start DATA SUPPLIED

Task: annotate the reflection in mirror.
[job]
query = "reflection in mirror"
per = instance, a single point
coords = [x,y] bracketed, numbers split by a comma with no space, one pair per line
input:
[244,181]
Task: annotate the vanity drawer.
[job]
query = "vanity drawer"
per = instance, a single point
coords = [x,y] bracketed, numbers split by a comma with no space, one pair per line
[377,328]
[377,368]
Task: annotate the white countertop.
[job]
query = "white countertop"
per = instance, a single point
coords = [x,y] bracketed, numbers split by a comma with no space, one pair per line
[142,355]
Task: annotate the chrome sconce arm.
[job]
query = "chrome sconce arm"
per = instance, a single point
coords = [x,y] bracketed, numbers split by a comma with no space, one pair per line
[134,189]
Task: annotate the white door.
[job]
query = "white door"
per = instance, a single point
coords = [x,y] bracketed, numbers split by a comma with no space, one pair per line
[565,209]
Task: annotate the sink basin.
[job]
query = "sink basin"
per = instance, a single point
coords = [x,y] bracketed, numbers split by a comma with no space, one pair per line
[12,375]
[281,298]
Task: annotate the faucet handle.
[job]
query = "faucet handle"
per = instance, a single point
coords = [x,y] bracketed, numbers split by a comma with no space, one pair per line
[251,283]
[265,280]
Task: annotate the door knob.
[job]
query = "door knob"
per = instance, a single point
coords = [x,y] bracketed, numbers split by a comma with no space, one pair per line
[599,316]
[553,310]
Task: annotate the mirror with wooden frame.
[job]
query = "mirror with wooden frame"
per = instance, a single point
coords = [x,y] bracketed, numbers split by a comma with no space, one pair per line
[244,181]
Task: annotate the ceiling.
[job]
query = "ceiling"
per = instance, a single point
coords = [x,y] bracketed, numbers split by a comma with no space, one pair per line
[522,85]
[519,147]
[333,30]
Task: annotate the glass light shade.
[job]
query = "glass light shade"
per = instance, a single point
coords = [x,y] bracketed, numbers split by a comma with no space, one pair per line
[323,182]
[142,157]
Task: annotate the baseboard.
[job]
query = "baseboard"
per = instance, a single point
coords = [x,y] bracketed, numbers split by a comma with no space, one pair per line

end DATA SUPPLIED

# YOUR GOAL:
Please restate the whole listing word for word.

# EXERCISE SOLUTION:
Task: annotate the reflection in mirror.
[job]
query = "reflection in mirror"
per = instance, a single point
coords = [x,y] bracketed, numbers split by a comma with no space, one pair per line
input:
[244,181]
Task: annotate the vanity drawer.
[job]
query = "vanity drawer"
per = instance, a single point
coords = [x,y] bracketed, numbers split by a comma with no space, one pair per line
[377,328]
[377,368]
Task: annotate the white countertop.
[job]
query = "white countertop"
per = instance, a single point
coords = [x,y] bracketed, numbers split by a comma with no space, one pair per line
[142,355]
Task: annotate the chrome sconce arm.
[job]
query = "chrome sconce arm"
per = instance, a single point
coords = [x,y] bracketed, numbers split by a comma with no space, one pair per line
[134,189]
Task: annotate the white door.
[job]
query = "white door"
per = instance, a single point
coords = [x,y] bracketed, numbers split by a comma with no space, one pair per line
[565,209]
Task: annotate the sink basin.
[job]
query = "sink basin"
per = instance, a single point
coords = [x,y] bracketed, numbers split by a comma with no space, one pair per line
[12,375]
[281,298]
Task: annotate the faucet handle.
[job]
query = "faucet handle"
per = instance, a single point
coords = [x,y] bracketed, numbers split by a comma with no space, one pair per line
[251,283]
[265,280]
Task: annotate the door knob.
[job]
query = "door knob"
per = instance, a single point
coords = [x,y] bracketed, numbers split by a comma with no space, one pair per line
[599,316]
[553,310]
Task: annotate the mirror with wooden frame.
[job]
query = "mirror with wooden frame"
per = instance, a single point
coords = [x,y] bracketed, numbers split by a comma with no space, one pair per line
[244,181]
Task: annotate the ceiling.
[job]
query = "ceiling"
per = instance, a single point
coords = [x,y] bracketed, numbers split by a comma with no space, one pair per line
[522,85]
[519,147]
[333,30]
Task: annotate the glass light shade.
[job]
query = "glass light shade"
per = instance, a single point
coords = [x,y] bracketed, numbers split by a comma with no space, one pair per line
[323,182]
[142,157]
Task: annotate the baseboard.
[job]
query = "baseboard"
per = instance, a single point
coords = [x,y] bracketed, numbers split by a comma with no space, one pair per line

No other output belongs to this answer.